> [Problem to work on]: Spot each line in the data below containing "bicycle" and copy it.

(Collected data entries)
◆ ◆ ◆ ◆ ◆

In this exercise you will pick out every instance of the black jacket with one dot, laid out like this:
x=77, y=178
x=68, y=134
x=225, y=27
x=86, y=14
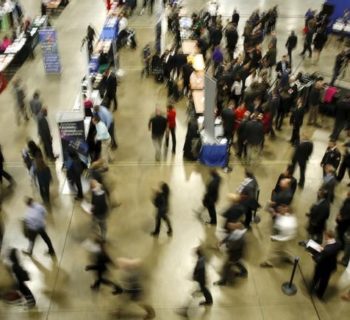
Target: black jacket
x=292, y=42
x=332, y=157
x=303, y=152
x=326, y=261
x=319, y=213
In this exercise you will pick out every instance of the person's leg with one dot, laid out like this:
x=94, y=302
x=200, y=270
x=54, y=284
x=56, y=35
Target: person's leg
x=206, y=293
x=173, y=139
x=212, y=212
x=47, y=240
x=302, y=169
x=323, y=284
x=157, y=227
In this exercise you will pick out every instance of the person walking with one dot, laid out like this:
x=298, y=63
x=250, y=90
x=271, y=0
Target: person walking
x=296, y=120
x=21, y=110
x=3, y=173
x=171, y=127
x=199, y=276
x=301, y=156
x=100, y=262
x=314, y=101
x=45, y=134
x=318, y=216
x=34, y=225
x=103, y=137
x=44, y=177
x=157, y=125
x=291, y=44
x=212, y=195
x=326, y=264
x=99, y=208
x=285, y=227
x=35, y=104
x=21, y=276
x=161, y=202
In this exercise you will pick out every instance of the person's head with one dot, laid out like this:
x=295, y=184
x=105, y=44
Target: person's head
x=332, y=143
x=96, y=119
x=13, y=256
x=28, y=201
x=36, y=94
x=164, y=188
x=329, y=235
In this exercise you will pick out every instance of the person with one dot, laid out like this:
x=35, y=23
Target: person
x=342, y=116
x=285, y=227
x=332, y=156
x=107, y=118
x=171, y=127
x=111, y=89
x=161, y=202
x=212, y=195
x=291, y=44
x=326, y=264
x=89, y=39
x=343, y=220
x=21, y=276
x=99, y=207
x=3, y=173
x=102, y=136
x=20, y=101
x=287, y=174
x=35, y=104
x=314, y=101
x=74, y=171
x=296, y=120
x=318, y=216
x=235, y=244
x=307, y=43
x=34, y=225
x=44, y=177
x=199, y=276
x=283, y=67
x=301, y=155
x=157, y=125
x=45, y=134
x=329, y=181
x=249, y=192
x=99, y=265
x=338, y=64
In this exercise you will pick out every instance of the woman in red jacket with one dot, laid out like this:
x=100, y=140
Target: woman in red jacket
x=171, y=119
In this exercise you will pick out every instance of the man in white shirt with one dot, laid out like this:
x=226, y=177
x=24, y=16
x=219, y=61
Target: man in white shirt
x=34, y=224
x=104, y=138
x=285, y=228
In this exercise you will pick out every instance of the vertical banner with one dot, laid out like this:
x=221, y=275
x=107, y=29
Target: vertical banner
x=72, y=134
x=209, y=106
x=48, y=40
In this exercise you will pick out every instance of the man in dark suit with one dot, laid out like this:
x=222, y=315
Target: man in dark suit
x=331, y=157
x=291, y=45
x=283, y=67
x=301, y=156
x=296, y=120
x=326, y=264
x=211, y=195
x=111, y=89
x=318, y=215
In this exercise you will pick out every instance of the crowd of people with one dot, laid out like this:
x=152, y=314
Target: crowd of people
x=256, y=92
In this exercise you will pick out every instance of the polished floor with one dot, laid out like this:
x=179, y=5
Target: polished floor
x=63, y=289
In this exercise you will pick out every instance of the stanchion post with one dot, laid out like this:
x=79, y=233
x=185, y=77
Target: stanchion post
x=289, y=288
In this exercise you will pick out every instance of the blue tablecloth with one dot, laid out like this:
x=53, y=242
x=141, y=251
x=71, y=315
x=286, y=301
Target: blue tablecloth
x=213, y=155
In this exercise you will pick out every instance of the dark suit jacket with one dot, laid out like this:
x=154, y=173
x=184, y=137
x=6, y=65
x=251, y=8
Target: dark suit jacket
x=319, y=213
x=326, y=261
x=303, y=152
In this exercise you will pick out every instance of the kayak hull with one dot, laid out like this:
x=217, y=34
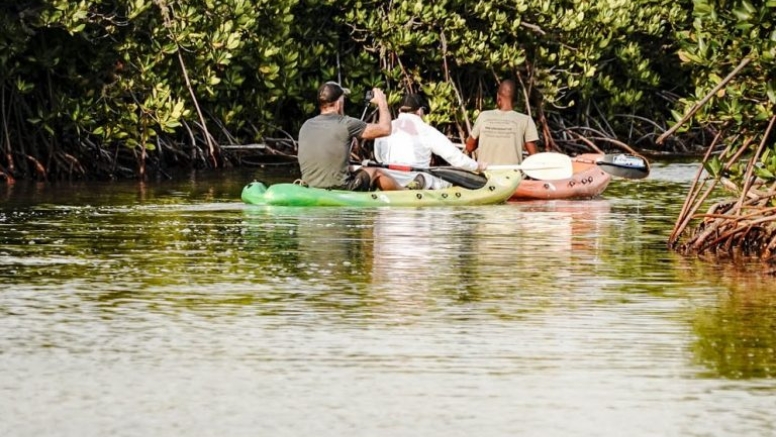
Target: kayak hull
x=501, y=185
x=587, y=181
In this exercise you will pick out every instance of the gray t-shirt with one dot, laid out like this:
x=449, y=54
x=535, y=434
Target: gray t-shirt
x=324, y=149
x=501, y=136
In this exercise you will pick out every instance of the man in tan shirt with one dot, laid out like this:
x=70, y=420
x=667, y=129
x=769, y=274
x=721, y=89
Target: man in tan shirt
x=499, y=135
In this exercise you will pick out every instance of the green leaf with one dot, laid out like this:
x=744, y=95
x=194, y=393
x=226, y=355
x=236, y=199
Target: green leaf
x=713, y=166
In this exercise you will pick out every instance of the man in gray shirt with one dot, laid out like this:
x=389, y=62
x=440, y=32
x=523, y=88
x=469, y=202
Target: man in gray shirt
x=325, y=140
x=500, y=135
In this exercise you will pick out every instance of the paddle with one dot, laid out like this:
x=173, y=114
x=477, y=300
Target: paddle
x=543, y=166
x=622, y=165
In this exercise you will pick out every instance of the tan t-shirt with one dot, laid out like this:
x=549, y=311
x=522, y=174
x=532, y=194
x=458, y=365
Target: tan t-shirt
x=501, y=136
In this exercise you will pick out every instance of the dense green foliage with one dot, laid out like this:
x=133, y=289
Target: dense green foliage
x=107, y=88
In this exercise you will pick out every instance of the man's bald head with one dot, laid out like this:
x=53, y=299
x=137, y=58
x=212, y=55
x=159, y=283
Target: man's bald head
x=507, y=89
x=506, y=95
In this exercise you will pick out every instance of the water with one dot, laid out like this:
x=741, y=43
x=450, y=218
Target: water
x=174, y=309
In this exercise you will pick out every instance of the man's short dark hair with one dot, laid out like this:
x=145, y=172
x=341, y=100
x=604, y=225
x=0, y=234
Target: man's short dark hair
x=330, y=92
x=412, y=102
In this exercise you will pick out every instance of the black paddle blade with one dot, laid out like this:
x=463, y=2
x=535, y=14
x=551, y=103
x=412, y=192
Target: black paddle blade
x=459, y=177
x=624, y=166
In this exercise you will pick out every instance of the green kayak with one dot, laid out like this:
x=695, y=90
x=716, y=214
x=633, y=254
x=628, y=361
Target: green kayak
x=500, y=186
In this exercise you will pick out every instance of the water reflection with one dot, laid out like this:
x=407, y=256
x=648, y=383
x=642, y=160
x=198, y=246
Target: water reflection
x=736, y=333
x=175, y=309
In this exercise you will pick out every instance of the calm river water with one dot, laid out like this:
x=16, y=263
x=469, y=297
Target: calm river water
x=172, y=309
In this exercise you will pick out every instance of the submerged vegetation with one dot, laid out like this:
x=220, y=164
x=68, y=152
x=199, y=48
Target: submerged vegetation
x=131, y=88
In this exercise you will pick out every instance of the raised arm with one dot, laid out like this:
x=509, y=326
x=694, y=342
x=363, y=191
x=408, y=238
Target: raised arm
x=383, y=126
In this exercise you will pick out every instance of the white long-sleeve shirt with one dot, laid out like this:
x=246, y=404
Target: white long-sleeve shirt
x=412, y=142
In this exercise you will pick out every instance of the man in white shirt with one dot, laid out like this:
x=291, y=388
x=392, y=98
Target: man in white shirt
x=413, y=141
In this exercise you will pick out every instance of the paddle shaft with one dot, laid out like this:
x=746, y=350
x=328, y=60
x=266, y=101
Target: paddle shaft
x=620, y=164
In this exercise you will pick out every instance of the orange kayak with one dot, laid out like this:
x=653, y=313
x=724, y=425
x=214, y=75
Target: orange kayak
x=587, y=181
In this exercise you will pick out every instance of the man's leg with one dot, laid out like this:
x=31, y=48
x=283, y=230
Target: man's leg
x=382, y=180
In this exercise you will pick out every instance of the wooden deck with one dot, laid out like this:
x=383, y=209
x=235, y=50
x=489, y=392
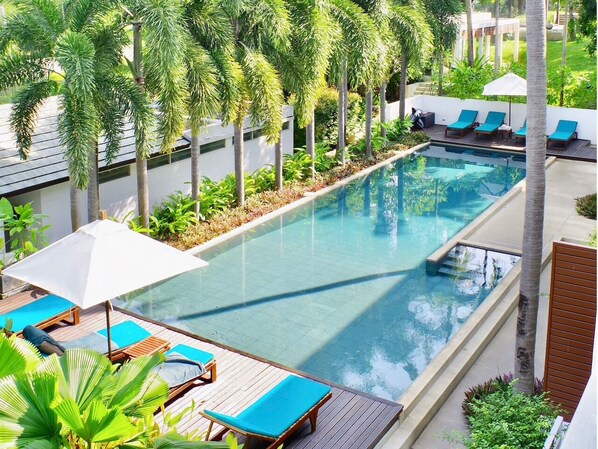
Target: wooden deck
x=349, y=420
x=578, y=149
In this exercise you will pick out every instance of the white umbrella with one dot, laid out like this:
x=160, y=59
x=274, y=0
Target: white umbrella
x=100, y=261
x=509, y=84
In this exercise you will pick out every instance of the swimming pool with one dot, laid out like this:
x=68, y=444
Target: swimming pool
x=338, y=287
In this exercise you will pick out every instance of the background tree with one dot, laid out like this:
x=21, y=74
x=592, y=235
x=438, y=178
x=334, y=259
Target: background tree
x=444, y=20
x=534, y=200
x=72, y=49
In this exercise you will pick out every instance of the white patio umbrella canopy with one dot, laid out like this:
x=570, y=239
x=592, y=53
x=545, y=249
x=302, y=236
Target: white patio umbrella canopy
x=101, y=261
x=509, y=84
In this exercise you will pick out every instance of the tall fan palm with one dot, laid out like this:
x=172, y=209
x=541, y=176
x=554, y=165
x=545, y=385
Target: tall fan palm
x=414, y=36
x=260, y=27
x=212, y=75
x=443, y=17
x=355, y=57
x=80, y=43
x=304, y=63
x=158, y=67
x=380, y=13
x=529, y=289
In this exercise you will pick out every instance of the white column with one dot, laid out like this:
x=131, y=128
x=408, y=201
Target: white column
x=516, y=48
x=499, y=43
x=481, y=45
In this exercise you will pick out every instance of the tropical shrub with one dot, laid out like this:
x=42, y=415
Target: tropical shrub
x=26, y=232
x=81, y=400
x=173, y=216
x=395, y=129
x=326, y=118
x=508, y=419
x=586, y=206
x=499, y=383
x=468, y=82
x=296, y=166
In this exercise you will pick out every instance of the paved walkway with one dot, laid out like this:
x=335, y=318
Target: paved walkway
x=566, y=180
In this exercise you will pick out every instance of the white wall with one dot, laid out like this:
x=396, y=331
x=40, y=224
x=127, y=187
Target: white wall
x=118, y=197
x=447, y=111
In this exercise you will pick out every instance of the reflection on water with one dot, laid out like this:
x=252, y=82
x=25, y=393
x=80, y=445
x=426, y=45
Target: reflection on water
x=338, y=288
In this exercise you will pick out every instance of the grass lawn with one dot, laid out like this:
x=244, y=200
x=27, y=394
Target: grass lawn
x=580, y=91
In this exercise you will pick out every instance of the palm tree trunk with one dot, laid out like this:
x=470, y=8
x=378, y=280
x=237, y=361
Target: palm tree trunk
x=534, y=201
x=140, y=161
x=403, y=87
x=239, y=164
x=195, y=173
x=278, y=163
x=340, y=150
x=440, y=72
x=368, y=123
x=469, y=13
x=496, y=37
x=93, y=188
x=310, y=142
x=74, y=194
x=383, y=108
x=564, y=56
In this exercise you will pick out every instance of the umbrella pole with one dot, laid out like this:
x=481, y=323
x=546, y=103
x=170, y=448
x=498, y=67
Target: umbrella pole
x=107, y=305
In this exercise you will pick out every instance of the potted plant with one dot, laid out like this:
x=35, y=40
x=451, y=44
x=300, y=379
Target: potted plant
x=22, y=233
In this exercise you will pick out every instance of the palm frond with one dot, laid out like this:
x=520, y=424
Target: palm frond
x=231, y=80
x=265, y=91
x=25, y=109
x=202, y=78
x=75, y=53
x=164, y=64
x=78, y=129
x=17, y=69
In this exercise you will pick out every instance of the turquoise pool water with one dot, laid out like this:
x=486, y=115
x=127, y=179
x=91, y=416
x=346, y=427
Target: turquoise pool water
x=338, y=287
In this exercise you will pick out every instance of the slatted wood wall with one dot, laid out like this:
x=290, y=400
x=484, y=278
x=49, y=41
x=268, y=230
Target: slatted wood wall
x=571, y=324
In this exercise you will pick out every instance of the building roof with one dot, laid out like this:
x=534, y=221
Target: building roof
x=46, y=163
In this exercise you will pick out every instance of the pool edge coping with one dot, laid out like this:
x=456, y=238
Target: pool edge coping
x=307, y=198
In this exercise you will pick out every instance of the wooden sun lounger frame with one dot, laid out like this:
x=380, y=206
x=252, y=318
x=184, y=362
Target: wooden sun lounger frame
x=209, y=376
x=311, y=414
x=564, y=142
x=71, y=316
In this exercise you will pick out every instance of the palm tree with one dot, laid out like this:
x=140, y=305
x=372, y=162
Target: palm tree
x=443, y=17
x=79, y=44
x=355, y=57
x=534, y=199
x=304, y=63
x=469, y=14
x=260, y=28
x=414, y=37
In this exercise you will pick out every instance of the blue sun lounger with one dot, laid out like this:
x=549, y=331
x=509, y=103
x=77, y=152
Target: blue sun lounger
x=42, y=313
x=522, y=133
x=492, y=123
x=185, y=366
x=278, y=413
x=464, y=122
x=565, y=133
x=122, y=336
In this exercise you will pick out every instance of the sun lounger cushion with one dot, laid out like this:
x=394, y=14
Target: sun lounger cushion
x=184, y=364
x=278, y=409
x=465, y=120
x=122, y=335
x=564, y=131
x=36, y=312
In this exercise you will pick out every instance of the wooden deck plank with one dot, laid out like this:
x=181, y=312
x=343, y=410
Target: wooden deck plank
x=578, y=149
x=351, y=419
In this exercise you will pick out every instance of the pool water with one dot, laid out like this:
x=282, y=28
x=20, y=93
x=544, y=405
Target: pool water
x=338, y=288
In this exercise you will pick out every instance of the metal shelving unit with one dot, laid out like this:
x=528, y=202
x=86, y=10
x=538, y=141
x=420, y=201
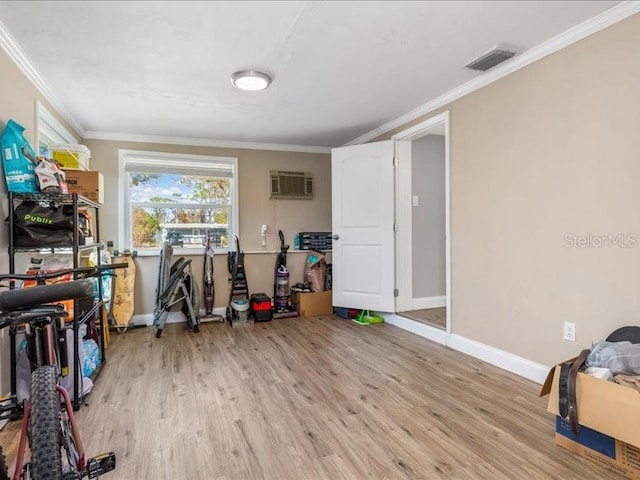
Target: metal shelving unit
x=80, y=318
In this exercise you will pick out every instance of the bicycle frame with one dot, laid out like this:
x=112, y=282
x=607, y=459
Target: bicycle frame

◆ ◆ ◆ ◆ ◆

> [Result of this task]:
In this exercise you will pick out every instance of the bicycle frame with one dot, laid out like this:
Target: bicycle frame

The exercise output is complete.